→ **OBJECTIVE**
Answer these questions using the forum thread on corner aquarium tanks below:
1. What size is AquaAddict's corner tank?
2. How many LEDs does Treasure chest currently run on top of the MH?
3. What does georgeo expect will keep the tank from sitting as flush to the wall as desired?

→ **TEXT**
** Start **

# Corner aquarium tanks



## georgeo (Jan 28, 2014)

Wondering if anyone here has used a corner tank? I have been contemplating switching over to one and am wanting to know how it worked for you. I'm liking the idea of my tank fitting better in the space I have available for it but am thinking I would have to go much bigger for the same effect. If you have any thoughts on this or can think of any negatives please share. Thank you!


----------



## Treasure chest (Apr 21, 2010)

I have one. It fits nicely in the corner of my room with unique shape that is eye catching. I does have some short coming that might bother you. Limited lighting choice. Many standard light fixtures may not fit. Access to both sides are limited depending on how much room you leave against the wall when you set up the tank. Magnifying effects with curved glass but it may be a good thing depending on your taste. Need to purchase stand as a set or build your own custom stand. It may be a challenge to fit your equipments in the stand cabinet due to it's odd shape.


----------



## AquaAddict (Dec 4, 2010)

I love my 100 gal Reef Bowfront corner tank. I bought the tank and stand at King Ed.'s. I didn't find lighting a problem - using aQ LED light fixture.

AquaAddict


----------



## onefishtwofish (Apr 21, 2010)

I have one and i love it.there is a point to the fact you cant access sides well. Just make really sure the outside glass is all very clean before you place it. i learned that the hard way.


----------



## georgeo (Jan 28, 2014)

Thank you for the reply's. Certainly gives me some things to think about. My biggest worry would be the lighting as I have not sorted out what I will need yet and of course wanting it to be lowish cost. Will look into the AQ led's. Because of my baseboards I believe I will not be able to have it as flush to the wall as I would like but will allow me space for cleaning. Aqquaddict how do you find the led's work? Are you growing plants as that is what Im looking to do and led are new to me. I have a very cheap submersible led for my 10 gal but do not believe it really does anything for the plants all of which are low light. On the other hand It does provide a nice light.


----------



## Treasure chest (Apr 21, 2010)

I have a PFO MH/PC combo pendent fixture for mine. There was not many choices 10 years ago(LED was not even on the menu). While I am still using the same fixture today, I have upgraded the PC part to LED. Currently running 12 Cree XPG2 high power LEDs with dimmer on top of MH. If you go with DIY route, you may end up a very nice custom LED set up at a fraction cost of over the counter products. There is a guy on reef forum had it done nicely. DIY 92g Corner Tank LED Fixture - Reef Central Online Community. You probably only need less then half of what he has for your planted set up. Check out RapidLED web site, there are some good articles worth reading.


----------



## georgeo (Jan 28, 2014)

Thanks for the links will be needing to read up more on led and planted tanks.


----------

** End **

→ **DATA LISTING**
** Start **

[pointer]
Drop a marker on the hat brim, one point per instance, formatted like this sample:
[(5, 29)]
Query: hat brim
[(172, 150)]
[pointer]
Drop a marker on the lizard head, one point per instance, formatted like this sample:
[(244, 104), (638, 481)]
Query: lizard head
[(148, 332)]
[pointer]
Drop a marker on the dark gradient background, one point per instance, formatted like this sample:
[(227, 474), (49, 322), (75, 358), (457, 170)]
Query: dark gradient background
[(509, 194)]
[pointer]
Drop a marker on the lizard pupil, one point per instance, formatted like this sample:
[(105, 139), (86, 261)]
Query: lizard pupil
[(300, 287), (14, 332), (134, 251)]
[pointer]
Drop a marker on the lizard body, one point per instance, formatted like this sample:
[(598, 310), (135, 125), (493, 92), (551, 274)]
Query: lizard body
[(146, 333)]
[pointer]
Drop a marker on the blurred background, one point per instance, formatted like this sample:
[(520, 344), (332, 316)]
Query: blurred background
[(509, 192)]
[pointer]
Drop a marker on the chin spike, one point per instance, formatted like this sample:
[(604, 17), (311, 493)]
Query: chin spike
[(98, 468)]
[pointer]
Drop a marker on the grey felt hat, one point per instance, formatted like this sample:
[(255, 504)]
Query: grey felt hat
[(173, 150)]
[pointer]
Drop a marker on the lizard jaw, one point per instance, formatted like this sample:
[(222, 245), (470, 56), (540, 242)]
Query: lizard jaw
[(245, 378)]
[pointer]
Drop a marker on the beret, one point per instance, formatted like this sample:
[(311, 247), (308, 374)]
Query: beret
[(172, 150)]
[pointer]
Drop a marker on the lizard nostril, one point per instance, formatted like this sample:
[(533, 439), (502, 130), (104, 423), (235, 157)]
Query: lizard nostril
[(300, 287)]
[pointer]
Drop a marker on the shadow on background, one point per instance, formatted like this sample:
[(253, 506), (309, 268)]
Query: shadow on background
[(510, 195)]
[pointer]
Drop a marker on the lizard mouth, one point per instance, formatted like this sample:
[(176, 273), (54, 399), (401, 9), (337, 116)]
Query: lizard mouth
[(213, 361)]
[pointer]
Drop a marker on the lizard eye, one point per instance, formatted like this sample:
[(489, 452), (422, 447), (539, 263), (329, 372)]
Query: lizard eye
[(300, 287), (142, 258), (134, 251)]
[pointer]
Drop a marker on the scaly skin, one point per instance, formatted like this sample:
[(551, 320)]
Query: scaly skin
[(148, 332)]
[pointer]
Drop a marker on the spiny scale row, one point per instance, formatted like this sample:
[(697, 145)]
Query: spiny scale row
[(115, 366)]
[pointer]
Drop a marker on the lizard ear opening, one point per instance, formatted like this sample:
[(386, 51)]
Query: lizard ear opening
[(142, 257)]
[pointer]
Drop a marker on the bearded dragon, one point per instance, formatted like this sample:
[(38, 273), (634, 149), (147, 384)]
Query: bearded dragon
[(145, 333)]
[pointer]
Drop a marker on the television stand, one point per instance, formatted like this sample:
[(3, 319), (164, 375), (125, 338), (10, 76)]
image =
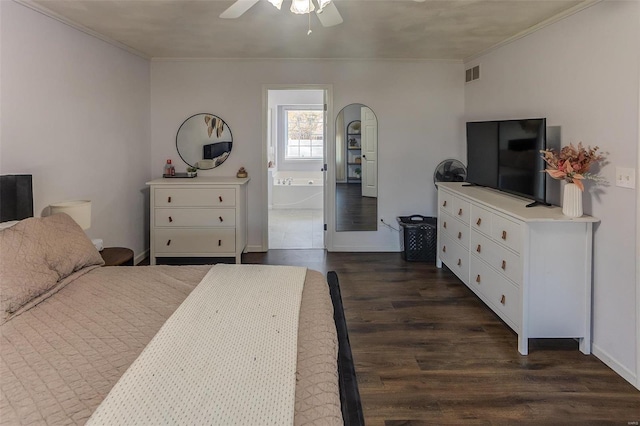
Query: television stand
[(538, 203), (515, 260)]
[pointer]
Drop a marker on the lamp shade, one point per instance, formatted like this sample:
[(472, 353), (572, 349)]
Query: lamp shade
[(79, 210)]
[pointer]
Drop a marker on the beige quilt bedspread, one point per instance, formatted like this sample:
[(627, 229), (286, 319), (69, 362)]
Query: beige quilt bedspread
[(59, 359)]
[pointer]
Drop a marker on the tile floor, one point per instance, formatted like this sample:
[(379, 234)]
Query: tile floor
[(296, 229)]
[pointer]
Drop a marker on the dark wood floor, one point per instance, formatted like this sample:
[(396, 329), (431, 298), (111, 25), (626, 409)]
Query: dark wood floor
[(353, 211), (428, 352)]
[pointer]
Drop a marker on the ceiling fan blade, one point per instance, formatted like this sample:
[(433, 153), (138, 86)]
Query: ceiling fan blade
[(329, 16), (237, 9)]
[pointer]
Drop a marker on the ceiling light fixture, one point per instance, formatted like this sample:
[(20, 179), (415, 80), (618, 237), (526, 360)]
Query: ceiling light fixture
[(301, 7)]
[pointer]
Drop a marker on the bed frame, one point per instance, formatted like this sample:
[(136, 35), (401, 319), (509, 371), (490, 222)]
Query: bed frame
[(16, 203)]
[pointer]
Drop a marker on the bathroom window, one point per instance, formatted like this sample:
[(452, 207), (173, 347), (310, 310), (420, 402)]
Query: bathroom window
[(304, 133)]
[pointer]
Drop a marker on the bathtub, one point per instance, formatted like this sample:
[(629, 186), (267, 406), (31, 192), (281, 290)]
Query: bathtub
[(297, 190)]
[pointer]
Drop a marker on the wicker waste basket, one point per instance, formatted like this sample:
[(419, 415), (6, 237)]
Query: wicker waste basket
[(418, 238)]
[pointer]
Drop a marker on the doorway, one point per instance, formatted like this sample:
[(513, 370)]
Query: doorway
[(296, 149)]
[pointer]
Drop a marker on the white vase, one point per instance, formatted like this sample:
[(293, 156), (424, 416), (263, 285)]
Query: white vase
[(572, 200)]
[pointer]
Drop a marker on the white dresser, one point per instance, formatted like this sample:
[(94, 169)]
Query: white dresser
[(198, 217), (530, 265)]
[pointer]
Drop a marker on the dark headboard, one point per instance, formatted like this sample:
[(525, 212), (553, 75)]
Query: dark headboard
[(16, 197)]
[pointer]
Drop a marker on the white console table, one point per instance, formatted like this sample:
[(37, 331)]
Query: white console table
[(198, 217), (530, 265)]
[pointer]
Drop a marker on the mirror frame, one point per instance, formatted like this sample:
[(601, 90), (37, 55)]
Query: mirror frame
[(213, 132), (341, 147)]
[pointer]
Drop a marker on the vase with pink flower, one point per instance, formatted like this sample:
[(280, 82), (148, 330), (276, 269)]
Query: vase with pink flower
[(572, 165)]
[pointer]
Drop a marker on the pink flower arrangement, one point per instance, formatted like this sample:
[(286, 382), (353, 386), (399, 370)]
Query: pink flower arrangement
[(572, 164)]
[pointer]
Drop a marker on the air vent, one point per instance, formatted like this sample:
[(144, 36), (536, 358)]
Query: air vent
[(472, 74)]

** End **

→ **RESPONSE**
1. 100 gallons (a Reef Bowfront corner tank).
2. 12 Cree XPG2 high-power LEDs, with a dimmer.
3. The baseboards.